══ Brano da leggere
E ancora , dopo la scoperta del primo memoriale Moro in via Monte Nevoso (ottobre 1978), uscì con l’ articolo “Vergogna Buffoni” dicendo che il memoriale dato in pasto al pubblico era monco e che ce ne era un altro ben più completo; il generale Amen (Dalla  Chiesa nel suo linguaggio allusivo) l’aveva fatto vedere ad Andreotti e insieme l’avevano purgato (risulterà tutto vero). E aggiungeva che per aver visto quelle carte scottanti il Generale sarebbe incorso in una morte violenta (vero anche questo, solo che Pecorelli lo precedette e che insieme a Dalla Chiesa persero la vita anche il gen. Galvaligi e il ten. Colonello Varisco – anche loro a contatto con le carte di Moro – in  due distinti e finti attentati delle BR.
Questi i principali elementi di preveggenza e/o di conoscenza di cose che agli inquirenti erano ignote o che taluni inquirenti volutamente ignoravano. 
Ora, posto che dobbiamo escludere che Pecorelli avesse doti para-normali (come dobbiamo escluderle anche per la “seduta spiritica” di Prodi in cui venne fuori intorno al 4 di aprile il nome di Gradoli, ma questa sarebbe un’altra storia che qui tralascio) è chiaro, ed è anche risaputo, che Pecorelli aveva vari informatori nei servizi che gli consentivano la ricordata preveggenza e onniscienza sulle varie trame del paese (qui ci si è concentrati solo su quello che riguardava Moro ma il repertorio di argomenti trattato dal giornalista con queste modalità  fu vastissimo).

CONCLUSIONI

Tento una ricostruzione logica degli avvenimenti, avvalendomi anche di altre ricostruzioni alternative a quella ufficiale:

1)      I settori di Servizi di osservanza americana guardavano con favore alle BR in quanto costituivano un fattore “stabilizzante” (erano funzionali alla strategia della tensione)

2)      Tra i servizi di intelligence e la malavita vi è spesso contiguità ( e questo avviene ovunque) ed è provato che ve ne sia stata con la banda della Magliana e con la camorra.
════
══ Estratti del dataset
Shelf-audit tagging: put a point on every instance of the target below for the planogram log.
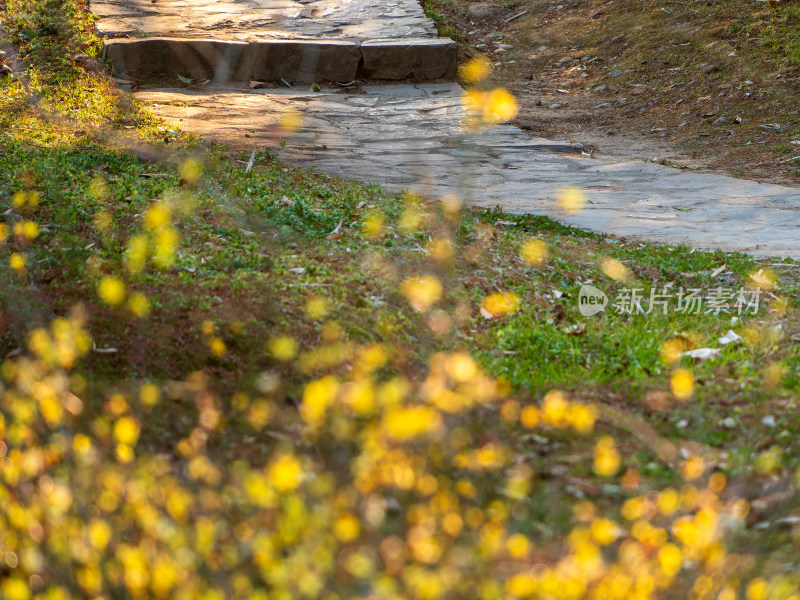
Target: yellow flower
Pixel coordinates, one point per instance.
(682, 383)
(17, 262)
(285, 473)
(191, 170)
(139, 305)
(670, 560)
(476, 70)
(606, 457)
(112, 291)
(136, 253)
(571, 199)
(500, 303)
(283, 348)
(347, 528)
(614, 269)
(534, 252)
(407, 422)
(499, 106)
(518, 546)
(126, 431)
════
# Consegna esercizio
Trascrivi dal brano sul caso Moro il tratto che va da "Tento una ricostruzione" fino a "con la camorra.".

# Soluzione
Tento una ricostruzione logica degli avvenimenti, avvalendomi anche di altre ricostruzioni alternative a quella ufficiale:

1)      I settori di Servizi di osservanza americana guardavano con favore alle BR in quanto costituivano un fattore “stabilizzante” (erano funzionali alla strategia della tensione)

2)      Tra i servizi di intelligence e la malavita vi è spesso contiguità ( e questo avviene ovunque) ed è provato che ve ne sia stata con la banda della Magliana e con la camorra.